#### What to produce:
Return only the lines of the listing below that run from the line with "the green foliage" through the line with "column 1084, row 85", both ends included, exactly as written.

#### Data records:
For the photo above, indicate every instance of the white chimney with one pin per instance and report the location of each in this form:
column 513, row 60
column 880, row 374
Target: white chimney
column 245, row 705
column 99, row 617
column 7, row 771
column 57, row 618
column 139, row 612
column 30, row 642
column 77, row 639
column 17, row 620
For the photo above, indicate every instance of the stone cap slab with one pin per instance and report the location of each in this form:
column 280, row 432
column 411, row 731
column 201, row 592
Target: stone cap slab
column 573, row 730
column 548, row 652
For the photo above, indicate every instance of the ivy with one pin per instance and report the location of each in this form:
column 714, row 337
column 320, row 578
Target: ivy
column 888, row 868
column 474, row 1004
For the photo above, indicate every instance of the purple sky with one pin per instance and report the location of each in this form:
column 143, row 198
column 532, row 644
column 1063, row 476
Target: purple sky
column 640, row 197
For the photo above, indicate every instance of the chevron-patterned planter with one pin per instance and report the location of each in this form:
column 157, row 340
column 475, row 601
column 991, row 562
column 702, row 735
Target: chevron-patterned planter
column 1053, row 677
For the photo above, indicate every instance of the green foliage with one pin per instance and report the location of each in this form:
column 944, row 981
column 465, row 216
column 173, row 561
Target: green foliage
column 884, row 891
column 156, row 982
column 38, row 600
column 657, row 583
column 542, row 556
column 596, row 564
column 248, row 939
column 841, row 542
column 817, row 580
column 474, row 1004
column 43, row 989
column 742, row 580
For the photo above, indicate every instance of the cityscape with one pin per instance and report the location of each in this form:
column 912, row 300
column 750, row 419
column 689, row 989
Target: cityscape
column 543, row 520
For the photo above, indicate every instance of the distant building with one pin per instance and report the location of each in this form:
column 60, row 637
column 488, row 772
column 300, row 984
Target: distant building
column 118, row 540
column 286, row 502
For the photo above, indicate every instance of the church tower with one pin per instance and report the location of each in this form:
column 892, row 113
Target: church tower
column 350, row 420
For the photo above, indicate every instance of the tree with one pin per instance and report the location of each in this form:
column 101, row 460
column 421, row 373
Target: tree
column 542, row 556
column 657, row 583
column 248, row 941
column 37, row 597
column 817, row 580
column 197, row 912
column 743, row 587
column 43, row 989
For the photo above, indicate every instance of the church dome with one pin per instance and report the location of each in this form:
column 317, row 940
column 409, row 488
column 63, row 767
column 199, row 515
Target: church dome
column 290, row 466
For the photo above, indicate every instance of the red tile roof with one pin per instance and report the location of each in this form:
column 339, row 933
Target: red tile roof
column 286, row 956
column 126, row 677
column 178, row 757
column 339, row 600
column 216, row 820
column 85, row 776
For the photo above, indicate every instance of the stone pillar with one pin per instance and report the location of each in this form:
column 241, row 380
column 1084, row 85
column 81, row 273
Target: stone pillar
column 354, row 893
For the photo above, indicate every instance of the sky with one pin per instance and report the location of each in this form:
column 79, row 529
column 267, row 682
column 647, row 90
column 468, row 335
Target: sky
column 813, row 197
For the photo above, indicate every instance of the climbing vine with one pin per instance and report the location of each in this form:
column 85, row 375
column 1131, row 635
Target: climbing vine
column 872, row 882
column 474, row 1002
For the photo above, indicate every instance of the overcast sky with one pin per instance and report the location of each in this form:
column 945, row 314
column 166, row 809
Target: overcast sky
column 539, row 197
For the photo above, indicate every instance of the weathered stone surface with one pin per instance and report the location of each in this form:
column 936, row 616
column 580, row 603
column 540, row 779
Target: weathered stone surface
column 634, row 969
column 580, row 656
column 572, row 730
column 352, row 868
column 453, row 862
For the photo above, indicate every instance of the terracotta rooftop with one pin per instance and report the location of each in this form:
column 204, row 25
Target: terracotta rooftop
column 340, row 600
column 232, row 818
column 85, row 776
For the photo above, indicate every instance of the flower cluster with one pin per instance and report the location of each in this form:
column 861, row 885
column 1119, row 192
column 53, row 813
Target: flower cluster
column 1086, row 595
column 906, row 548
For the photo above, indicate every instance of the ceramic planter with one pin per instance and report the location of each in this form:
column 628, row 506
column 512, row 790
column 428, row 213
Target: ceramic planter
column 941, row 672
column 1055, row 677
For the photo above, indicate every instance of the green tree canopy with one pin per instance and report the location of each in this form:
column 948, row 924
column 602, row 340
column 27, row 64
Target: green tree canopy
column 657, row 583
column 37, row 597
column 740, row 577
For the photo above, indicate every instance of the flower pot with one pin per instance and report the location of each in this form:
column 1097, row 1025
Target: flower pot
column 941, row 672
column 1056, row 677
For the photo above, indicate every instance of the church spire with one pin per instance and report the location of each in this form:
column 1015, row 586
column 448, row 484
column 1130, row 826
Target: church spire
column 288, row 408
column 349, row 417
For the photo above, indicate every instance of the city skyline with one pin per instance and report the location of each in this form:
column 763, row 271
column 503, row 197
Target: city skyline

#### Finished task:
For the photo above, indicate every instance of the green foliage with one pin per instance and report the location of each in this form:
column 944, row 981
column 465, row 216
column 173, row 561
Target: green foliage
column 884, row 891
column 156, row 982
column 38, row 600
column 657, row 583
column 542, row 556
column 596, row 564
column 248, row 939
column 841, row 542
column 817, row 580
column 474, row 1004
column 43, row 989
column 742, row 580
For the photo above, indicate every instance of the cityscape with one pin per instance and report the location of each in this form:
column 912, row 300
column 750, row 419
column 689, row 989
Target: cityscape
column 543, row 520
For the photo above, indicate every instance of the distant building with one pin per instance and report the location of each in this form:
column 60, row 637
column 488, row 772
column 300, row 984
Target: distant building
column 118, row 540
column 286, row 502
For the photo above, indicate every instance of the church tower with one pin per instance and report the location of each in this form:
column 892, row 113
Target: church tower
column 350, row 420
For the photo above, indicate every instance of the tree with one pin per instance and report the location of each in this form:
column 101, row 460
column 421, row 373
Target: tree
column 542, row 556
column 657, row 583
column 248, row 941
column 37, row 597
column 817, row 580
column 197, row 912
column 743, row 587
column 43, row 989
For the photo above, indicate every instance of the church dome with one pin per instance and report the location of each in this form:
column 317, row 940
column 409, row 488
column 63, row 767
column 199, row 515
Target: church dome
column 290, row 466
For the photo above, indicate every instance of the red tile roof with one pin per instance and report the location of each in this form:
column 339, row 933
Target: red tile roof
column 286, row 956
column 126, row 677
column 178, row 757
column 339, row 600
column 216, row 820
column 85, row 776
For the photo above, indicate every instance of the stone pillar with one pin per instance and report the location of each in this form:
column 241, row 380
column 1084, row 85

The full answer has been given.